Information shown:
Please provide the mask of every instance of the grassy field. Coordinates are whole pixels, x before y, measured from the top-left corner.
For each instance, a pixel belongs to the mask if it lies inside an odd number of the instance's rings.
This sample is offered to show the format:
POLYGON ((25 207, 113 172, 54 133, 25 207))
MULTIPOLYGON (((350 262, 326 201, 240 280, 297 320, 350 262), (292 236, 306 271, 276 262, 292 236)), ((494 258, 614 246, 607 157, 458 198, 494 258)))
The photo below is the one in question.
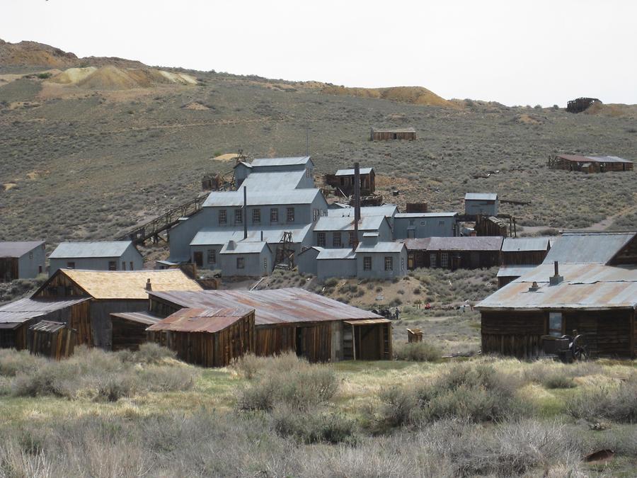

The request: Please reproduce the data above line for line with no changes, omitting the picture.

Solution to this problem:
Please provide the mask of every instance of the grassy field. Coordinates are whole pixels, x before y, measured from the top-left corner.
For each instance, a pixel belongs to the mask if it lies inside an odd number of the instance's rings.
This sample is offered to show the format:
POLYGON ((25 207, 113 172, 54 133, 25 207))
MULTIPOLYGON (((350 262, 326 201, 240 280, 297 320, 350 262), (292 236, 306 271, 276 262, 292 236)), ((494 258, 614 246, 607 157, 458 198, 494 258)))
The photo below is the one in question.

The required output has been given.